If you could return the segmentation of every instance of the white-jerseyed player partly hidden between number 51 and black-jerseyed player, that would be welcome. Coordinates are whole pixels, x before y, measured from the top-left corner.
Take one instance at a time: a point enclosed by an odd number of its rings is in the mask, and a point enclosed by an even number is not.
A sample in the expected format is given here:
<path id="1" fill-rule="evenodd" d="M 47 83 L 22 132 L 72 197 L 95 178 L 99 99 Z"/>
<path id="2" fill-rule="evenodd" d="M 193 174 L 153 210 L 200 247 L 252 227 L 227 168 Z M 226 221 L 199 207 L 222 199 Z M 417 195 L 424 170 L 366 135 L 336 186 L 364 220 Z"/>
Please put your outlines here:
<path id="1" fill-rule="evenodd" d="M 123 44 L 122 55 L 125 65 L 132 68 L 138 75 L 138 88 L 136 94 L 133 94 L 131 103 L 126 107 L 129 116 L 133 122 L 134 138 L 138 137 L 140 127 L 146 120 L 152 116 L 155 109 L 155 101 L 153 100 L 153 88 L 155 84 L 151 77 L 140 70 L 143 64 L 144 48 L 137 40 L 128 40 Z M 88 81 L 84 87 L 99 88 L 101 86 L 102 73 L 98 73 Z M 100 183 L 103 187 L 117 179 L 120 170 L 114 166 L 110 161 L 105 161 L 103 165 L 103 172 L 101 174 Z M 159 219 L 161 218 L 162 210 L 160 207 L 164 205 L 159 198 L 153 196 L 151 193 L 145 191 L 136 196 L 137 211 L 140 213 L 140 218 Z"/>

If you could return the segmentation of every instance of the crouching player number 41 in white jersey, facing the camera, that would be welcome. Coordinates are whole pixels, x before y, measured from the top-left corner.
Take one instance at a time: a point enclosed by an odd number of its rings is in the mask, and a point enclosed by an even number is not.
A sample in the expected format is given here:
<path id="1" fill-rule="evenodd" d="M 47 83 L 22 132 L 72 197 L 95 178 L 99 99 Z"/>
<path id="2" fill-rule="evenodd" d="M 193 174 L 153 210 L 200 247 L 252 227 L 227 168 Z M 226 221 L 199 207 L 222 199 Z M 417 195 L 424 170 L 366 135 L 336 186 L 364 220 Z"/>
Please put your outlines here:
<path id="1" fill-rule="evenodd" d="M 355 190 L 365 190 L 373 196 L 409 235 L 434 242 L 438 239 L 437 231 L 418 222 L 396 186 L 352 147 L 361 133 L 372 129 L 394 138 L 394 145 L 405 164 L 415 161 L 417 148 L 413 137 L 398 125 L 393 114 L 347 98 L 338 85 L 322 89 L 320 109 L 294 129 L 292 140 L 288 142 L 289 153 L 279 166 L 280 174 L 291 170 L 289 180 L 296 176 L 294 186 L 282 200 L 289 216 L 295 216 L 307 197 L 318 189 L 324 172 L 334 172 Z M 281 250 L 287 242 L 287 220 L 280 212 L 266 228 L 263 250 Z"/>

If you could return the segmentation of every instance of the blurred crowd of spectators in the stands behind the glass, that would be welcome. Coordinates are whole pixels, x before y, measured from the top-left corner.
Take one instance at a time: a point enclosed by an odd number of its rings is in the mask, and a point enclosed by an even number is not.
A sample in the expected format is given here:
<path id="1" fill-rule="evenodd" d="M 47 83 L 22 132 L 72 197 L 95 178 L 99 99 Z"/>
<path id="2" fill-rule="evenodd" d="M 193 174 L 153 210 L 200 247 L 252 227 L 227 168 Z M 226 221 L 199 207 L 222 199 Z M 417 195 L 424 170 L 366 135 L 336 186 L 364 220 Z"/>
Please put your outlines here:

# # # #

*What you will do*: Please transcribe the data shown above in full, exactly as it stands.

*Your response*:
If you could return the segmentation of every instance of the white-jerseyed player partly hidden between number 51 and black-jerseyed player, that would be welcome. Coordinates are whole pixels, x before y, measured from the top-left corner.
Take one instance at a time: a point enclosed by an odd number of its rings is in the mask, and a point enclosed by an even number is not.
A sample in the expected format is given here:
<path id="1" fill-rule="evenodd" d="M 47 83 L 22 132 L 72 197 L 95 178 L 99 99 Z"/>
<path id="2" fill-rule="evenodd" d="M 193 174 L 153 210 L 200 247 L 252 227 L 227 168 Z M 226 221 L 199 207 L 222 199 Z M 417 195 L 424 170 L 366 135 L 336 186 L 364 220 Z"/>
Please put your outlines here:
<path id="1" fill-rule="evenodd" d="M 123 44 L 122 55 L 125 65 L 132 68 L 138 75 L 138 88 L 136 94 L 133 94 L 131 103 L 126 107 L 129 116 L 133 122 L 134 138 L 138 137 L 140 127 L 146 120 L 152 116 L 155 109 L 155 101 L 153 100 L 153 88 L 155 84 L 151 77 L 140 70 L 143 64 L 144 48 L 137 40 L 128 40 Z M 88 81 L 84 87 L 99 88 L 101 86 L 102 73 L 98 73 Z M 100 183 L 103 187 L 117 179 L 120 170 L 114 166 L 110 161 L 105 161 L 103 165 L 103 172 L 101 174 Z M 159 219 L 161 218 L 162 210 L 160 207 L 164 205 L 159 198 L 153 196 L 151 193 L 145 191 L 136 196 L 137 211 L 140 213 L 140 218 Z"/>

If you could return the segmentation of every instance of the crouching player number 41 in white jersey, facing the camera, that would be welcome. Coordinates are whole pixels, x before y, measured from the top-left corner.
Take one instance at a time: a point enclosed by an odd number of its rings is in the mask, and a point enclosed by an even number is not.
A sample in the expected format is given here:
<path id="1" fill-rule="evenodd" d="M 47 83 L 22 132 L 72 197 L 95 178 L 99 99 Z"/>
<path id="2" fill-rule="evenodd" d="M 193 174 L 153 210 L 200 247 L 252 227 L 227 168 Z M 226 221 L 199 207 L 222 199 Z M 417 195 L 424 170 L 366 135 L 336 186 L 364 220 Z"/>
Please put your outlines here:
<path id="1" fill-rule="evenodd" d="M 355 190 L 365 190 L 373 196 L 409 235 L 434 242 L 438 239 L 437 231 L 418 222 L 396 186 L 352 147 L 361 133 L 372 129 L 394 138 L 394 145 L 405 164 L 415 161 L 417 148 L 413 137 L 398 125 L 393 114 L 347 98 L 338 85 L 322 89 L 320 109 L 294 129 L 292 140 L 288 142 L 289 153 L 279 166 L 280 174 L 291 170 L 289 180 L 296 176 L 294 186 L 282 200 L 289 216 L 295 216 L 307 197 L 318 189 L 324 172 L 334 172 Z M 281 250 L 287 242 L 287 220 L 280 212 L 266 228 L 263 250 Z"/>

If you could return the segmentation of every instance of the blurred crowd of spectators in the stands behind the glass, that would be welcome. Coordinates are whole pixels, x before y, measured from the top-left corner.
Take one instance at a time: a point enclosed by an odd number of its rings is in the mask, and a point enclosed by an even number is not.
A sample in the expected format is given here:
<path id="1" fill-rule="evenodd" d="M 47 83 L 22 132 L 72 197 L 95 178 L 99 99 Z"/>
<path id="2" fill-rule="evenodd" d="M 193 174 L 153 210 L 200 247 L 252 227 L 227 168 Z M 226 221 L 199 207 L 222 199 Z M 417 195 L 424 170 L 366 135 L 336 186 L 364 220 Z"/>
Please put your outlines here:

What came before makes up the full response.